■ Consignes ■
A. Reproduisez le passage de l'article sur Johise Namwira qui commence aux mots « Stanford, Columbia, Carlton, Denver, University » et s'arrête après « universités de renom. », en substituant « établissements prestigieux » à « universités de renom ».
B. Prolongez l'article sur Johise Namwira à partir de sa dernière phrase.

■ Article ■
Stanford, Columbia, Carlton, Denver, University College de Londres, Goldsmiths University of London et Oxford. Tout juste diplômée de l’Université du Manitoba, Johise Namwira, ancienne élève de la DSFM, a été acceptée dans ces sept universités de renom.

Par Manella VILA NOVA

Quand elle avait 15 ans, Johise Namwira a accroché une liste d’objectifs à atteindre sur le mur de sa chambre. « Depuis que je suis petite, je note des choses que je veux accomplir. Sur cette liste, j’avais mis : postuler dans les meilleures universités du monde. »

Cette année, à 21 ans, elle s’est lancée, et son ambition a payé. « J’ai décidé d’aller faire une maîtrise à Oxford pour travailler sur un projet de recherche sur l’extraction des ressources naturelles, dans le programme d’études africaines. C’est le programme qui correspondait le mieux à mes projets, et c’est un honneur pour moi d’aller étudier dans la même université que Malala Yousafzai. »

■ Données enregistrées ■
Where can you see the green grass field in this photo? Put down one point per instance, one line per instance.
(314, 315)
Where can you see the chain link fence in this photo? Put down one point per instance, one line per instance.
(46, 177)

■ Réponses ■
A.
Stanford, Columbia, Carlton, Denver, University College de Londres, Goldsmiths University of London et Oxford. Tout juste diplômée de l’Université du Manitoba, Johise Namwira, ancienne élève de la DSFM, a été acceptée dans ces sept établissements prestigieux.

B.
Johise Namwira attribue son succès au fait d’avoir su rester elle-même. « Quand j’ai envoyé mes candidatures, j’ai pris le temps de réfléchir aux qualités que j’avais qui pouvaient me distinguer. Ces universités recherchent des personnes intelligentes et uniques. Pour moi, c’est mon identité congolaise-canadienne qui fait la différence. J’ai parlé du travail que j’ai fait dans ma communauté, et de ce que j’aimerais accomplir avec mes diplômes. »

Les parents de Johise Namwira ont dû fuir leur pays alors qu’elle n’avait que deux ans. « Je suis née en 1997, au milieu de la première guerre du Congo. Mes parents ont laissé toute leur vie, toute leur famille et sont partis avec mon frère et moi, et les documents essentiels. Je ne me souviens pas du voyage, mais parfois, ma famille me raconte une histoire, et j’ai des flashs. Je pense que même si j’étais très jeune, ça m’a laissé un stress traumatique secondaire. »

Pour Johise Namwira, cet exil forcé est à l’origine de la passion qu’elle a pour l’histoire de l’Afrique. « Je suis venue d’un pays en guerre et j’ai grandi avec ces histoires. Mes parents nous ont élevés au Canada, nous avons eu le privilège d’être Canadiens, mais ils nous ont toujours rappelé d’où on venait. »

Le fait de connaître ses origines est essentiel à ses yeux. « Certains ont une mentalité de se détacher de ce qui se passe en Afrique lorsqu’ils s’en vont. Or, si on oublie nos origines, les histoires et les personnes vont disparaître. Mais pour nous qui avons vécu ces situations, c’est impossible d’oublier. C’est une partie de nous qui nous suit partout où on va. Mon histoire, c’en est une parmi d’autres. Beaucoup d’immigrants en ont des similaires. »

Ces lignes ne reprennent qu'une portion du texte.